» **Passage choisi**

7Le premier cadre stratégique de lutte contre la pauvreté (GPRS I) du Ghana, diffusé en 2003, était avant tout axé sur la réalisation des OMD. La National Development Planning Commission (NDPC) du Ghana a évalué les progrès réalisés dans cette voie en 2004 [4]. D’ici à 2015, le Ghana atteindra probablement les objectifs de réduction de la pauvreté, d’accès universel à l’éducation primaire, de réduction de la mortalité des enfants de moins de cinq ans et d’un plus large accès à l’eau potable. Il pourrait aussi éventuellement réussir à stopper la propagation du VIH/sida et du paludisme, à intégrer les principes du développement durable et à ramener sa dette à un niveau globalement gérable. Par contre, il ne parviendra probablement pas à atteindre les quatre autres objectifs. La stratégie actuelle du Ghana, publiée en 2005, symboliquement sous le nouveau nom de Stratégie pour la croissance et la réduction de la pauvreté (GPRS II), a introduit un changement d’orientation. Son objectif premier est l’accélération de la croissance de l’économie de telle sorte que le Ghana puisse progresser dans la voie de la réalisation de l’ensemble des objectifs.
La GPRS II a l’ambition d’ouvrir au Ghana l’accès au groupe des pays à revenu intermédiaire en encourageant les flux financiers. Cette stratégie vise à augmenter l’investissement direct étranger grâce à la mise en place de conditions propices à l’activité des entreprises, en particulier dans les domaines des technologies de l’information et du tourisme. La Banque du Ghana cherche à réduire le coût du crédit pour les entreprises. Le pays bénéficie aussi d’envois de fonds de l’importante communauté ghanéenne expatriée qui, avec un montant d’environ 1.5 milliard USD [5], contribuent de façon très significative au développement du pays. Ces envois de fonds pourraient augmenter considérablement si les transferts étaient facilités par des réformes du secteur bancaire et la téléphonie mobile (comme c’est le cas dans d’autres parties de l’Afrique). Le Ghana a reçu environ 1.35 milliard USD au titre de l’aide (en 2004), ce qui représente 16 % de son RNB.

» **Extraits de la liste**
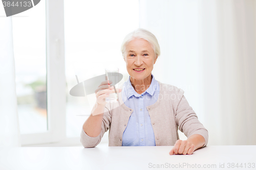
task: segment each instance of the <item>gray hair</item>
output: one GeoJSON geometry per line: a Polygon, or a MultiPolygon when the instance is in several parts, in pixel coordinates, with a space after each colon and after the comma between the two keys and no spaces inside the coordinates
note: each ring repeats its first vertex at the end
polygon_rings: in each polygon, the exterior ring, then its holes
---
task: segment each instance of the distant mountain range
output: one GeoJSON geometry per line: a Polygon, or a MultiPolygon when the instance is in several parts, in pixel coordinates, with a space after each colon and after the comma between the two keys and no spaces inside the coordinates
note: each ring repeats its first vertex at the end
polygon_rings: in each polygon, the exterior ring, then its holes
==
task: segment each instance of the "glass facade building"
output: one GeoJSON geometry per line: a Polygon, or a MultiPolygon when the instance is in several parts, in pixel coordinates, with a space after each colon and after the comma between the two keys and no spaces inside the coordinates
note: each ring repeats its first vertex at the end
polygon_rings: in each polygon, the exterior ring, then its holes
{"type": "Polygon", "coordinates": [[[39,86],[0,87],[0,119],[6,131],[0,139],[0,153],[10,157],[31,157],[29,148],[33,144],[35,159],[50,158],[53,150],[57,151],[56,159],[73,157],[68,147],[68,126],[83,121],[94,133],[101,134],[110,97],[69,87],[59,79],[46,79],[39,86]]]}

» **Exercices à faire**
a – Résumez en deux phrases le texte sur la stratégie du Ghana contre la pauvreté.
b – Reprenez le texte sur la stratégie du Ghana contre la pauvreté après sa dernière phrase et écrivez-en la suite.

» **Les réponses**
a – Le premier cadre stratégique de lutte contre la pauvreté du Ghana, diffusé en 2003, visait surtout les OMD, dont le pays devrait atteindre plusieurs d'ici à 2015, mais probablement pas quatre autres. La stratégie publiée en 2005, la GPRS II, met d'abord l'accent sur l'accélération de la croissance et veut faire entrer le Ghana dans le groupe des pays à revenu intermédiaire en encourageant les flux financiers, notamment l'investissement direct étranger.

b –
Le programme d’aide danois

8Avec des apports d’APD de l’ordre de 58 millions USD (moyenne 2003/2004), le Danemark se place en neuvième position parmi les pays qui viennent en aide au Ghana (sixième position parmi les donneurs bilatéraux). Ce montant montre aussi que le Ghana est un partenaire important pour le Danemark, puisqu’il le classe au cinquième rang parmi les bénéficiaires de l’aide danoise. Le Ghana est un pays de programme pour le Danemark depuis 1989. L’engagement du Danemark au Ghana se justifie par le fait que le Ghana est un pays pauvre qui s’efforce de faire reculer la pauvreté, de renforcer sa croissance économique et de consolider la démocratie. Au cours de la mission effectuée au Ghana, divers interlocuteurs ont loué le ferme attachement du Danemark à la cause du développement et l’importance de son programme au Ghana.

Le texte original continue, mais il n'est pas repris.